Given instruction:
Could you quote the items below word for word, starting with the line that contains "Point out each brown" and going on through the line that contains "top-left (0, 271), bottom-right (590, 425)"? Leave the pictures out of your answer.

Data for this task:
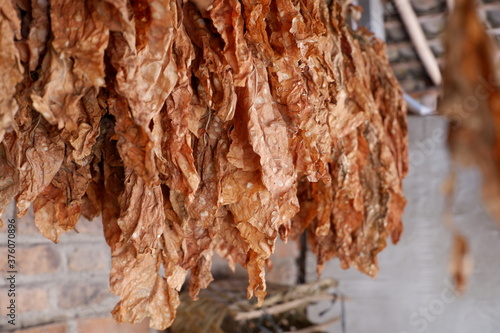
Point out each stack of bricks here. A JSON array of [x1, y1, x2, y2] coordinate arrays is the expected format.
[[0, 200, 150, 333]]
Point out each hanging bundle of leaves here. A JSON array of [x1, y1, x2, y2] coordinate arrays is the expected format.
[[0, 0, 408, 329]]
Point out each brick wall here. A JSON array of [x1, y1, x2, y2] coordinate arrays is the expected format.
[[0, 204, 149, 333], [0, 197, 298, 333]]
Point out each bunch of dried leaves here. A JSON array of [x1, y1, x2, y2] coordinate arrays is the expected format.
[[0, 0, 408, 329]]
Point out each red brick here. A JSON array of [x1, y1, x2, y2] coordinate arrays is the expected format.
[[78, 317, 149, 333], [0, 286, 49, 317], [58, 282, 111, 309], [0, 242, 61, 275], [16, 243, 61, 275], [68, 243, 111, 272], [16, 206, 40, 235], [14, 323, 66, 333], [17, 287, 49, 313]]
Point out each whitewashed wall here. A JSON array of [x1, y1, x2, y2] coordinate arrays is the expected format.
[[308, 116, 500, 333]]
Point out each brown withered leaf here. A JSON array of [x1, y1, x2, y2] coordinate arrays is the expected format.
[[0, 0, 24, 142], [0, 0, 408, 330], [438, 0, 500, 222]]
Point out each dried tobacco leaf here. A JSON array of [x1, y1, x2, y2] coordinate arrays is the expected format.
[[0, 0, 408, 329], [438, 0, 500, 222]]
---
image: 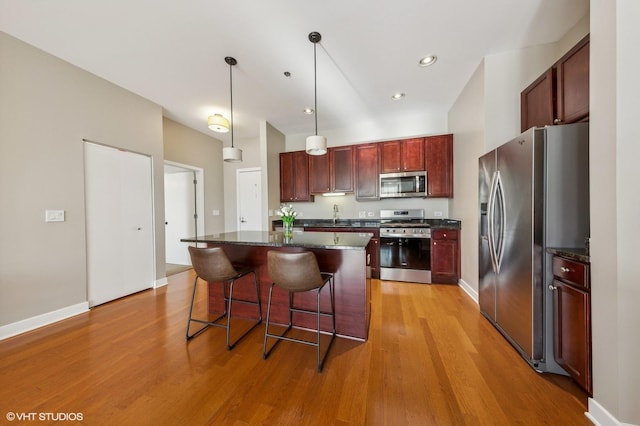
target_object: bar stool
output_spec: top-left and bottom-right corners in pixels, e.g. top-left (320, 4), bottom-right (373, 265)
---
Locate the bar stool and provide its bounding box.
top-left (262, 250), bottom-right (336, 372)
top-left (186, 246), bottom-right (262, 350)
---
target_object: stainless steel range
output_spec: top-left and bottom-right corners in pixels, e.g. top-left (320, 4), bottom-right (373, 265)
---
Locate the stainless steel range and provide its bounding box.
top-left (380, 209), bottom-right (431, 283)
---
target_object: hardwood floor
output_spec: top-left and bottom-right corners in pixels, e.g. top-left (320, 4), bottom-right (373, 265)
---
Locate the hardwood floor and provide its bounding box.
top-left (0, 271), bottom-right (590, 425)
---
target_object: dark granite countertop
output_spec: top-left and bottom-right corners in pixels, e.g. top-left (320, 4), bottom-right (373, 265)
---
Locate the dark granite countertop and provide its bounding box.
top-left (273, 219), bottom-right (462, 229)
top-left (547, 247), bottom-right (591, 263)
top-left (180, 231), bottom-right (373, 250)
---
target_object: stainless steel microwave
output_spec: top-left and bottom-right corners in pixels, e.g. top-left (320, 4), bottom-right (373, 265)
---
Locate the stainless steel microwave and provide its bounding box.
top-left (380, 171), bottom-right (427, 198)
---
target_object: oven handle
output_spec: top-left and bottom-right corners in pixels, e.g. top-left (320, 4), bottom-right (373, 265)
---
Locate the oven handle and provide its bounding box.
top-left (380, 234), bottom-right (431, 240)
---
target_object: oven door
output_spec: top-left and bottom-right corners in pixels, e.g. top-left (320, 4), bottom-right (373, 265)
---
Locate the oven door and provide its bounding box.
top-left (380, 236), bottom-right (431, 283)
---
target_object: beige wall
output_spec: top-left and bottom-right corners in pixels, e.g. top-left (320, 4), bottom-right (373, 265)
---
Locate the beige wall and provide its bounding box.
top-left (0, 32), bottom-right (164, 327)
top-left (162, 118), bottom-right (225, 234)
top-left (589, 0), bottom-right (640, 425)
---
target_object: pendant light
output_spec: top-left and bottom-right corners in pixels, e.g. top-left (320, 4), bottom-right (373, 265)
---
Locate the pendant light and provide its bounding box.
top-left (306, 31), bottom-right (327, 155)
top-left (222, 56), bottom-right (242, 163)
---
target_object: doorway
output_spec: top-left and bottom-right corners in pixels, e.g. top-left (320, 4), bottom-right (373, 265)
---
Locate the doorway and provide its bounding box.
top-left (164, 161), bottom-right (205, 276)
top-left (236, 167), bottom-right (263, 231)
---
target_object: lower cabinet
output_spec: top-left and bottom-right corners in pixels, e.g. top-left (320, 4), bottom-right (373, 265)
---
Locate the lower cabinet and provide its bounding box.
top-left (431, 229), bottom-right (460, 284)
top-left (551, 256), bottom-right (592, 395)
top-left (304, 226), bottom-right (380, 278)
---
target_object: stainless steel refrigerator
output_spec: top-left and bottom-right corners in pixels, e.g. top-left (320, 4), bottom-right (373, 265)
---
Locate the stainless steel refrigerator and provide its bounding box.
top-left (478, 123), bottom-right (589, 374)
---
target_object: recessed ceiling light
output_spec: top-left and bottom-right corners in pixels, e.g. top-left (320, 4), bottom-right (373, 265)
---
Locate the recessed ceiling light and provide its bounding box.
top-left (418, 55), bottom-right (438, 67)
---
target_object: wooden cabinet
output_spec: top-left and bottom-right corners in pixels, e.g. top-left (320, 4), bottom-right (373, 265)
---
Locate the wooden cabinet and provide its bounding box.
top-left (280, 151), bottom-right (312, 202)
top-left (550, 256), bottom-right (592, 395)
top-left (431, 229), bottom-right (460, 284)
top-left (381, 138), bottom-right (424, 173)
top-left (424, 134), bottom-right (453, 198)
top-left (554, 36), bottom-right (589, 124)
top-left (304, 226), bottom-right (380, 278)
top-left (520, 35), bottom-right (589, 132)
top-left (354, 143), bottom-right (380, 200)
top-left (309, 145), bottom-right (354, 194)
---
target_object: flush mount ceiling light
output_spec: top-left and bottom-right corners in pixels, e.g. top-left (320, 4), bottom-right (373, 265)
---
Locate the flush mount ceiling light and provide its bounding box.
top-left (306, 31), bottom-right (327, 155)
top-left (418, 55), bottom-right (438, 67)
top-left (207, 114), bottom-right (229, 133)
top-left (222, 56), bottom-right (242, 163)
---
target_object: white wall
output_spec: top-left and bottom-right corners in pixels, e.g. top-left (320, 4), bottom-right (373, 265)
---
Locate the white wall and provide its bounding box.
top-left (0, 32), bottom-right (165, 335)
top-left (162, 118), bottom-right (225, 234)
top-left (589, 0), bottom-right (640, 425)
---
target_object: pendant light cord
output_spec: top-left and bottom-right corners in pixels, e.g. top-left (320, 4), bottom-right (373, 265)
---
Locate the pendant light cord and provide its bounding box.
top-left (313, 42), bottom-right (318, 136)
top-left (229, 59), bottom-right (233, 148)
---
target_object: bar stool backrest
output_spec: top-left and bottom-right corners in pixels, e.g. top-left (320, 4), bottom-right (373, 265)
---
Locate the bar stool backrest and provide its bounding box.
top-left (189, 246), bottom-right (237, 282)
top-left (267, 250), bottom-right (324, 292)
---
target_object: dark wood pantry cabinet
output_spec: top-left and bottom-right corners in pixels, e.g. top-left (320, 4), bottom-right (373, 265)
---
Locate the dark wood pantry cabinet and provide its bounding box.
top-left (280, 151), bottom-right (313, 202)
top-left (520, 35), bottom-right (589, 132)
top-left (431, 229), bottom-right (460, 284)
top-left (354, 143), bottom-right (380, 200)
top-left (424, 134), bottom-right (453, 198)
top-left (381, 138), bottom-right (424, 173)
top-left (550, 256), bottom-right (593, 395)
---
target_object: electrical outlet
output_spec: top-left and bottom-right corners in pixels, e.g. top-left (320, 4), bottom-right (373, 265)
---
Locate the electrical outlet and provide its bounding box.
top-left (44, 210), bottom-right (64, 222)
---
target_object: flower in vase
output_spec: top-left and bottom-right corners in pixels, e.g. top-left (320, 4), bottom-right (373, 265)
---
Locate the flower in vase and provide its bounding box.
top-left (276, 204), bottom-right (298, 224)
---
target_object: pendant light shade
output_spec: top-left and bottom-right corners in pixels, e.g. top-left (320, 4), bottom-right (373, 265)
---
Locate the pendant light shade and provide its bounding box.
top-left (207, 114), bottom-right (229, 133)
top-left (306, 31), bottom-right (327, 155)
top-left (222, 56), bottom-right (242, 163)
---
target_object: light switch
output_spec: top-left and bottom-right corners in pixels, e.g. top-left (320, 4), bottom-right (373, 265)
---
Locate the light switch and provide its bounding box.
top-left (44, 210), bottom-right (64, 222)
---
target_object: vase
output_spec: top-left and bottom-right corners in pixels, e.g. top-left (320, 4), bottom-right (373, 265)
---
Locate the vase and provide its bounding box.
top-left (282, 222), bottom-right (293, 239)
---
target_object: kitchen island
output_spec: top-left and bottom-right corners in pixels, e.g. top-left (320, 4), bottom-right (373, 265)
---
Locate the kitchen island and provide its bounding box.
top-left (181, 231), bottom-right (373, 340)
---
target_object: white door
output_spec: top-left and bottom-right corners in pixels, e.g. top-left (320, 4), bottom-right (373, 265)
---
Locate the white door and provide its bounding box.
top-left (164, 166), bottom-right (196, 265)
top-left (84, 142), bottom-right (155, 306)
top-left (236, 168), bottom-right (262, 231)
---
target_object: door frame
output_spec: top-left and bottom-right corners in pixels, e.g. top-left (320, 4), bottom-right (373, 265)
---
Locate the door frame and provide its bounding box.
top-left (162, 160), bottom-right (206, 253)
top-left (236, 167), bottom-right (264, 230)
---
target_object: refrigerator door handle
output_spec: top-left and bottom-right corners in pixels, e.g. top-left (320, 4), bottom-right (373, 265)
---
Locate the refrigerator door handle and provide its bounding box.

Full answer:
Point out each brown withered leaf here. A JSON array of [x1, y1, x2, y2] coordinate arrays is the expected format.
[[0, 0, 24, 142], [0, 0, 408, 330], [438, 0, 500, 222]]
Point out each dried tobacco leaf here. A JSON array of [x1, y1, x2, y2] coordinate arrays is the expected format.
[[0, 0, 408, 329], [438, 0, 500, 222]]
---
image: 
target_object: bar stool
output_spec: top-left and bottom-right corners in pixels, e.g. top-left (320, 4), bottom-right (373, 265)
---
Locate the bar stool and provide its bounding box.
top-left (262, 250), bottom-right (336, 372)
top-left (186, 246), bottom-right (262, 350)
---
target_object: stainless steel range
output_spec: top-left and bottom-right corners in pixels, e.g. top-left (320, 4), bottom-right (373, 265)
---
Locate the stainless steel range and provide its bounding box.
top-left (380, 209), bottom-right (431, 283)
---
target_object: hardwood floor
output_spec: top-left and bottom-right corners in pixels, e.g. top-left (320, 4), bottom-right (373, 265)
---
Locate the hardwood floor and provide its bounding box.
top-left (0, 271), bottom-right (590, 425)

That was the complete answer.